## begin DOCUMENT EXTRACT

Another concern we might be interested in is before performing this algorithm, we must find all nullable nonterminals and this will be far less intuitive than the example above if the CFG is very complicate, we hereby give an algorithm to find all nullable nonterminals in a CFG:

1. Mark every nonterminal that has a \Lambda-Production
2. Mark every nonterminal that produces strings in which consist of marked nonterminals
3. Repeat step two until there're no more nonterminals to be marked, and now all of the nullable nonterminals will be marked

for instance, if the CFG is

\begin{aligned}
S&\rightarrow Xay|YY|aX|ZYX\\
X&\rightarrow Za|bZ|ZZ|Yb\\
Y&\rightarrow Ya|XY|\Lambda\\
Z&\rightarrow aX|YYY
\end{aligned}

step 1, mark the nonterminal Y because it contains the \Lambda-Production; step 2, find all the nonterminals that produce strings of marked nonterminals, since Y is marked, so YYY is consist of solely marked nonterminals, which implies that Z must be marked according to production Z\rightarrow YYY; step 3, X must be marked according to production X\rightarrow ZZ, then Y must also be marked because of XY; in this example, all nonterminals are nullable because all of them are being marked after algorithm ends

### Unit Production Elimination

DEFINITION
A unit production is a production rule like

Nonterminal\rightarrow Nonterminal

the right side of the production contains exacly one nonterminal

#### Theorem 4

If there is a CFG for L with no \Lambda-Productions, then there is a CFG for L without both \Lambda-Production and unit production

##### Proof

Every nonterminal is exists for substitution, so if there is an unit production A\rightarrow B and another production B\rightarrow str, then for every A it can be substituted to str, looks like we only need to replace unit productions with the final symbol after several iteration of substitutions, but like when we talked in the \Lambda-Productions, if you just eliminate the unit production directly using above method, it may lead into an indefinitely substitution circularly, for instance

\begin{aligned}
S&\rightarrow A|bb\\
A&\rightarrow B|b\\
B&\rightarrow S|a
\end{aligned}

eliminate A\rightarrow B，you will getA\rightarrow S|a|b，there used to be three unit productions before elimination, and there are still three unit productions after elimination: S\rightarrow A, A\rightarrow S, B\rightarrow S, what we've done is only adjust their positions, so we must treat this carefully like the one before.
What we going to do is something like the one above, the substitution is still the only way to eliminate unit productions, but this time, we only substitute the nonunit production parts, for instance, if a CFG contains such a unit production like A\rightarrow B, or it contains an A that can be substituted multiple times and then results in B like

A\implies X_1\implies X_2\implies...\implies B

we then create new productions, if B being like

B\rightarrow S_1|S_2|s_1|s_2|...

where capital S stands for unit productions and s stands for nonunit productions, we copy only the nonunit part to the newly created production

A\rightarrow s_1|s_2|...

## end DOCUMENT EXTRACT

> _TASKS TO CARRY OUT_:
- 1) Using the passage on context-free grammars, list every nonterminal that heads a rule in the example grammar introduced by "for instance, if the CFG is".
- 2) From the passage on context-free grammars, extract the span starting at "B\rightarrow S_1|S_2|s_1|s_2|..." and ending at "A\rightarrow s_1|s_2|...".

## begin MATERIAL SHOWN

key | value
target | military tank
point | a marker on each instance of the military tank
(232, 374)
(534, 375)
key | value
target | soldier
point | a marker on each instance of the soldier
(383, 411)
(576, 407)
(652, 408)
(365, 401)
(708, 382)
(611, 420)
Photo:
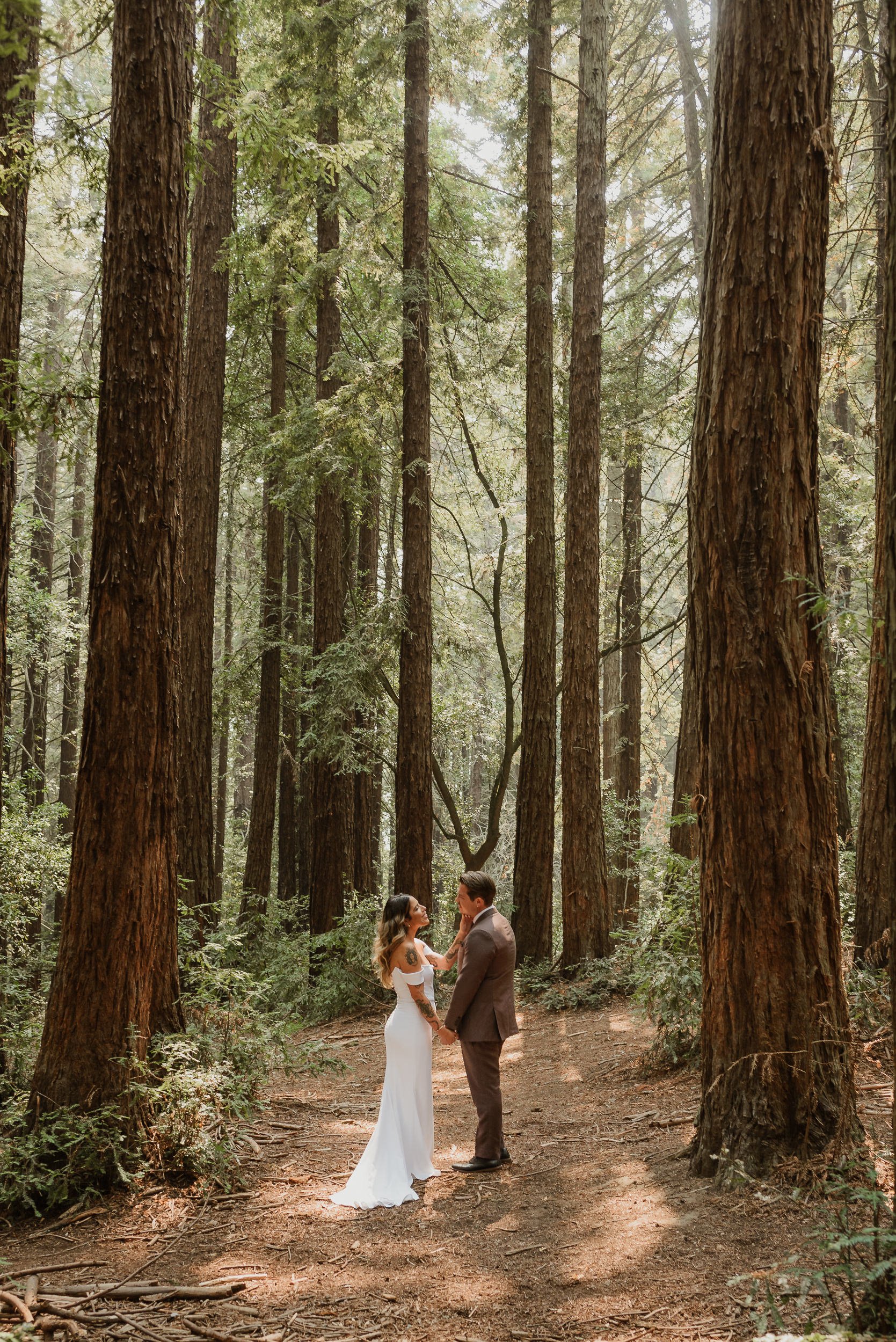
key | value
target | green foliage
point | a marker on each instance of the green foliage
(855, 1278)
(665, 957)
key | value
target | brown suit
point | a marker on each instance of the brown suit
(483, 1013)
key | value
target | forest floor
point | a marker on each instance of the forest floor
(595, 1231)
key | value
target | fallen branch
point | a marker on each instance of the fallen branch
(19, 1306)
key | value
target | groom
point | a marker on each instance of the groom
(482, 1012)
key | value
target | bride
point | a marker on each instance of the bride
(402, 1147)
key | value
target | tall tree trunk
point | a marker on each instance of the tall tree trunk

## end MATERIAL SHOWN

> _SOLUTIONS PER TASK_:
- 1) S, X, Y, Z

- 2)
B\rightarrow S_1|S_2|s_1|s_2|...

where capital S stands for unit productions and s stands for nonunit productions, we copy only the nonunit part to the newly created production

A\rightarrow s_1|s_2|...